▶ [READING PASSAGE]
# # # #

Since the 1921 publishing of RUR by Czech writer Karel Capek, who incidentally made up the term robot (from the Czech, 'robota', meaning 'servitude'), from Lang to Asmiov, robots have always been a stand-in for the darker side of humanity. The narrative theme seems to rear its shiny head whenever things start looking a little uncomfortable in the real world.
The Basic Virus is a story that I've been dying to tell for a while now, every since I did some agitprop posters about it back in 2003, brought about by my incessant reading of old Buck Rogers comics while the radio buzzed about civil liberties in my ear. And while I remained obsessed with the notion of robots, I have been very dissatisfied with the treatment they get in our media. While most (all?) previous robot stories have involved robots as The Bad Guys, I remain more interested in robots playing a far more developed role than 'the other'.
The notion of robot-as-other is born of a 20th century, pastoral mindset, when electricity and the automobile threatened our bucolic way of life with the family and hearth. And the resulting robots stories have reflected that: the robots go awry and cause mayhem! Woe be to us and the arrogant minds of science!
But something has happened. Our way of life has changed, as predicted. The internet. RSS feeds. Txt chatting. Blogging. Cell phones. Data mining. Google Maps. RFID imprinting. And instead of creating an apocolypse of human folly.... we found we kind of liked it.
So I propose our thinking of robots if flawed. They aren't just the side of us we fear , automatons devoid of emotion. They are building our cars. They are performing our surgeries. They are waging our wars. They are in our homes. They monitor our children. They are inside of us, in the form of artificial limbs and pacemakers. We have become the robots.
Don't be afraid. Don't quake and quiver, and shake your uncomprehnding fists at the cold technology, like our simple agrarian ancestors. It's evolution, baby.
And maybe it's time to stand up for ourselves.

# # # #

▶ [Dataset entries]
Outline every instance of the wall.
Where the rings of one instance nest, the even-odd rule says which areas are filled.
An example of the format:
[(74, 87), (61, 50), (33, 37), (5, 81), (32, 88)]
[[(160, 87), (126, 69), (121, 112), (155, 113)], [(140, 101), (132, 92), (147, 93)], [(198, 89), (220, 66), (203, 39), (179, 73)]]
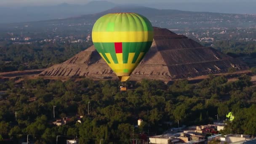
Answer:
[(155, 138), (149, 137), (149, 141), (152, 144), (168, 144), (169, 139)]

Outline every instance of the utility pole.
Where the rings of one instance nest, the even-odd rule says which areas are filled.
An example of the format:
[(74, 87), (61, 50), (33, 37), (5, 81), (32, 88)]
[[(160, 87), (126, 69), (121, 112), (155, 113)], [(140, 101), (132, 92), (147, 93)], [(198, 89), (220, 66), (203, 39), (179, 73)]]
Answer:
[(104, 140), (104, 139), (101, 139), (99, 140), (99, 144), (101, 144), (101, 140)]
[(54, 113), (54, 108), (56, 107), (55, 106), (53, 106), (53, 118), (55, 118), (55, 113)]
[(16, 120), (16, 121), (17, 121), (17, 112), (15, 112), (15, 119)]
[(133, 139), (134, 139), (134, 124), (133, 123)]
[(178, 128), (179, 128), (179, 120), (178, 120)]
[(29, 143), (29, 136), (30, 135), (30, 134), (28, 134), (27, 136), (27, 144), (28, 144)]
[(58, 137), (61, 136), (57, 136), (57, 138), (56, 139), (56, 144), (58, 144)]
[(88, 101), (88, 115), (89, 115), (89, 103), (90, 103), (90, 101)]

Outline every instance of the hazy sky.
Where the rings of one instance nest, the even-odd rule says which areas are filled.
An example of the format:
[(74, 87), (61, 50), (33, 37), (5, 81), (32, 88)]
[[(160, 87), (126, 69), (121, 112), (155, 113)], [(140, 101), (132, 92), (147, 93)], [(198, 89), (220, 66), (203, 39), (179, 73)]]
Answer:
[[(243, 3), (255, 2), (256, 0), (242, 0)], [(241, 2), (241, 0), (109, 0), (116, 3), (231, 3)], [(51, 5), (67, 3), (69, 4), (85, 4), (93, 0), (0, 0), (0, 6), (24, 6), (31, 5)]]

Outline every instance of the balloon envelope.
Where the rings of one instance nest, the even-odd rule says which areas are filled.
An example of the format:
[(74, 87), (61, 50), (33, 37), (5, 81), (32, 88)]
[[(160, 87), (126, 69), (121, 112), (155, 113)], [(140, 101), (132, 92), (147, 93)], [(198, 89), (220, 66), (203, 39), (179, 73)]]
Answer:
[(109, 13), (96, 22), (92, 40), (97, 51), (121, 81), (125, 81), (150, 48), (153, 29), (135, 13)]

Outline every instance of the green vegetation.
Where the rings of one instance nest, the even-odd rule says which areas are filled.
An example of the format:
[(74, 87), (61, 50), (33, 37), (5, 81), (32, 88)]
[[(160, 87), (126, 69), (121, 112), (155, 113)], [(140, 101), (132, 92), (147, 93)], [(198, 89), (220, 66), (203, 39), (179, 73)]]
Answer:
[[(101, 139), (102, 144), (128, 143), (139, 118), (144, 123), (134, 128), (136, 139), (144, 132), (162, 134), (170, 128), (165, 121), (176, 127), (178, 120), (180, 126), (207, 124), (217, 120), (217, 113), (220, 120), (224, 120), (230, 111), (235, 118), (223, 133), (255, 135), (256, 105), (251, 101), (256, 100), (256, 88), (250, 80), (245, 75), (230, 82), (224, 76), (212, 76), (196, 84), (144, 80), (127, 82), (131, 88), (125, 92), (119, 91), (120, 84), (115, 80), (38, 79), (26, 80), (18, 87), (8, 81), (2, 89), (9, 89), (4, 96), (6, 100), (0, 101), (0, 135), (15, 144), (28, 134), (36, 144), (55, 144), (57, 135), (68, 137), (60, 141), (77, 136), (82, 144), (98, 144)], [(67, 116), (68, 123), (51, 124), (53, 106), (56, 118)], [(76, 122), (79, 115), (83, 116), (81, 123)]]
[(92, 45), (91, 41), (5, 43), (0, 46), (0, 72), (46, 68), (63, 62)]

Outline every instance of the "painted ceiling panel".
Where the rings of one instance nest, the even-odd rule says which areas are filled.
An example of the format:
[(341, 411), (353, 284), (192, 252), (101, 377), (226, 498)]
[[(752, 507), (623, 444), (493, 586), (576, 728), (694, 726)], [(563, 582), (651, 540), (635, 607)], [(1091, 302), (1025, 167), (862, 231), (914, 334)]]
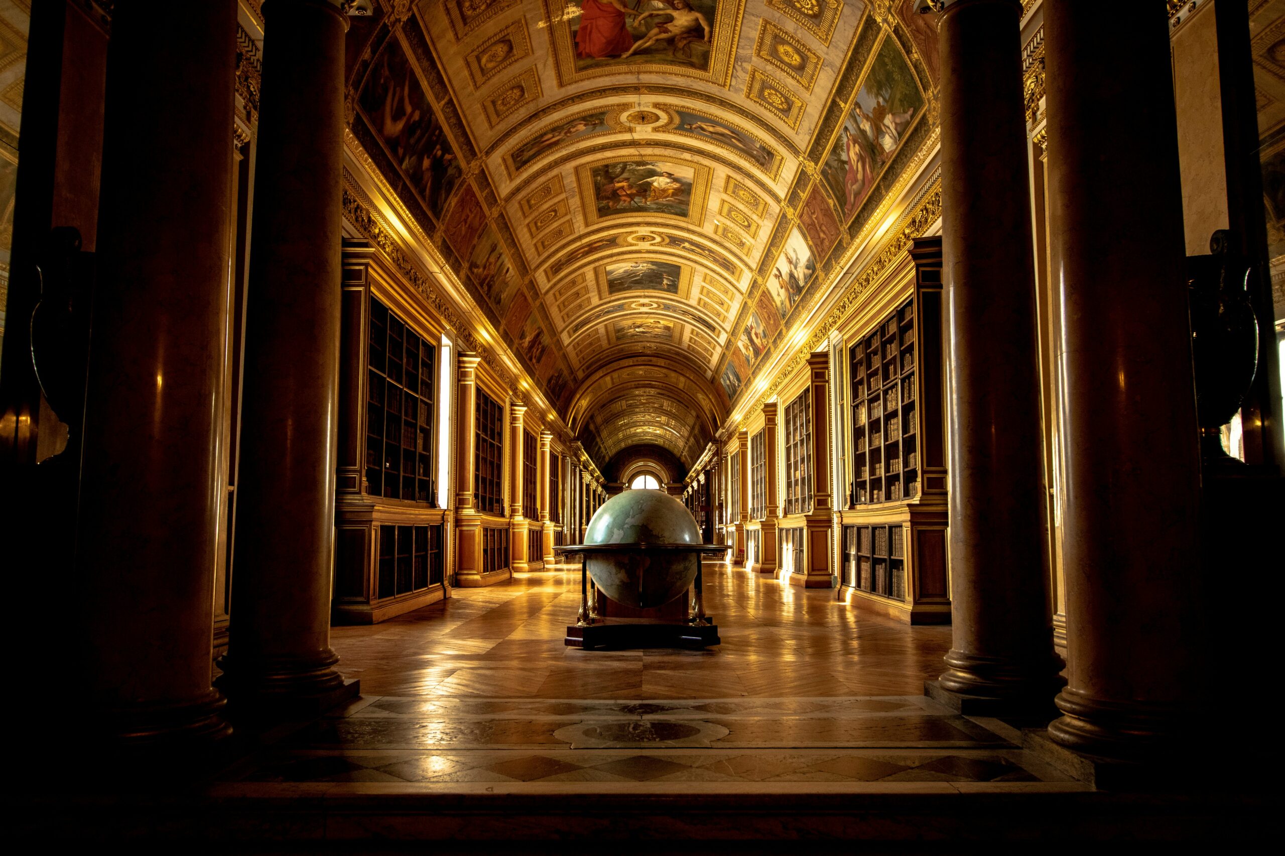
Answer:
[(686, 465), (929, 141), (914, 0), (378, 0), (348, 119), (586, 448)]

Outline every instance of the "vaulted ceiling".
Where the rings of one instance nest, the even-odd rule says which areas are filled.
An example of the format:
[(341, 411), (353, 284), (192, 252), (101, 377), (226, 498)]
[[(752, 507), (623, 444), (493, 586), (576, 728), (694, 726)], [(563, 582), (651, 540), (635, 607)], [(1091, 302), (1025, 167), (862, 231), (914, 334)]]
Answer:
[(356, 141), (590, 453), (693, 463), (932, 136), (914, 0), (375, 0)]

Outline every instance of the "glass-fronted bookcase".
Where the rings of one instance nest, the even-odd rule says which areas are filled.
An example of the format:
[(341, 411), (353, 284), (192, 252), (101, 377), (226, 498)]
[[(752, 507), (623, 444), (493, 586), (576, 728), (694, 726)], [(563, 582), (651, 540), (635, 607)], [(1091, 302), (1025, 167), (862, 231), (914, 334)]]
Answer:
[(342, 290), (332, 617), (374, 624), (446, 597), (442, 325), (369, 241), (344, 240)]
[[(847, 345), (847, 509), (839, 584), (911, 624), (950, 621), (939, 237), (916, 239), (906, 287)], [(874, 323), (871, 323), (874, 322)], [(861, 323), (861, 322), (857, 322)]]

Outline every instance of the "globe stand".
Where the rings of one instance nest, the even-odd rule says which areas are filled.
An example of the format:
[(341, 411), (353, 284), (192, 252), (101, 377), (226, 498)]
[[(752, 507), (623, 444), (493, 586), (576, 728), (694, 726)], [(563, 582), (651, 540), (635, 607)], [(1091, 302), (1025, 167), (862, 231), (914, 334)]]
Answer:
[[(605, 549), (604, 549), (605, 548)], [(614, 548), (614, 549), (613, 549)], [(668, 553), (721, 554), (726, 547), (716, 544), (664, 544), (664, 545), (604, 545), (572, 544), (555, 547), (555, 552), (587, 554), (596, 553), (642, 553), (660, 558)], [(618, 604), (604, 595), (603, 608), (595, 608), (596, 597), (590, 592), (594, 584), (589, 576), (589, 562), (580, 566), (580, 612), (576, 624), (567, 625), (564, 639), (569, 648), (708, 648), (720, 644), (718, 626), (705, 615), (704, 608), (704, 569), (699, 558), (696, 576), (691, 584), (690, 602), (681, 603), (684, 595), (657, 607), (628, 607)], [(675, 610), (675, 607), (678, 610)], [(599, 615), (601, 612), (603, 615)], [(613, 615), (614, 613), (614, 615)]]

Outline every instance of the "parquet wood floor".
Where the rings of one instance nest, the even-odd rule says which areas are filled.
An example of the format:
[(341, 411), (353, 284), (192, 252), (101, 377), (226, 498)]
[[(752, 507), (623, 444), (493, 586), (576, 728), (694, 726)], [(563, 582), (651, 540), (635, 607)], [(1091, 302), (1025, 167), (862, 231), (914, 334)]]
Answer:
[(580, 651), (572, 566), (452, 597), (373, 626), (334, 628), (339, 671), (366, 696), (817, 698), (917, 696), (942, 672), (950, 628), (912, 628), (725, 565), (705, 570), (707, 651)]

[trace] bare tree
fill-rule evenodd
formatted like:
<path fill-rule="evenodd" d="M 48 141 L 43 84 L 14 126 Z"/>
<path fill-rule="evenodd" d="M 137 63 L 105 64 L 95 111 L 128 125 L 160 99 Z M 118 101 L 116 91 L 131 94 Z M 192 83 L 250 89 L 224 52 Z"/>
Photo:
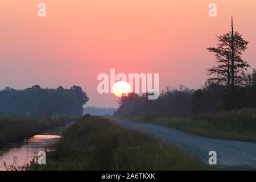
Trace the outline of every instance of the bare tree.
<path fill-rule="evenodd" d="M 232 18 L 231 27 L 231 31 L 216 36 L 218 41 L 217 47 L 209 47 L 207 49 L 215 53 L 217 63 L 217 65 L 208 69 L 208 75 L 213 76 L 208 79 L 208 81 L 225 86 L 233 93 L 234 86 L 240 85 L 242 81 L 241 73 L 247 70 L 250 65 L 241 59 L 241 55 L 247 48 L 248 42 L 243 39 L 238 32 L 234 33 Z"/>

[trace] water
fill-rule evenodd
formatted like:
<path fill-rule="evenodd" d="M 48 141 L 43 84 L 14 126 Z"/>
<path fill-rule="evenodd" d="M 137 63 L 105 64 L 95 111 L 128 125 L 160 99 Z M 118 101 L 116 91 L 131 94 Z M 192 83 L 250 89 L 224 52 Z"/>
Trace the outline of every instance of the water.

# # # #

▶ [QUESTIONS TO ANSWER]
1. Answer these questions about the essay on robots:
(a) In what year was RUR published?
(b) What does the Czech word 'robota' mean?
(c) In what two forms are robots said to be inside of us?
2. From the essay on robots, pull out everything from "The Basic Virus" down to "minds of science!".

▶ [RESULTS FOR THE EXERCISE]
1.
(a) 1921
(b) Servitude
(c) Artificial limbs and pacemakers

2.
The Basic Virus is a story that I've been dying to tell for a while now, every since I did some agitprop posters about it back in 2003, brought about by my incessant reading of old Buck Rogers comics while the radio buzzed about civil liberties in my ear. And while I remained obsessed with the notion of robots, I have been very dissatisfied with the treatment they get in our media. While most (all?) previous robot stories have involved robots as The Bad Guys, I remain more interested in robots playing a far more developed role than 'the other'.
The notion of robot-as-other is born of a 20th century, pastoral mindset, when electricity and the automobile threatened our bucolic way of life with the family and hearth. And the resulting robots stories have reflected that: the robots go awry and cause mayhem! Woe be to us and the arrogant minds of science!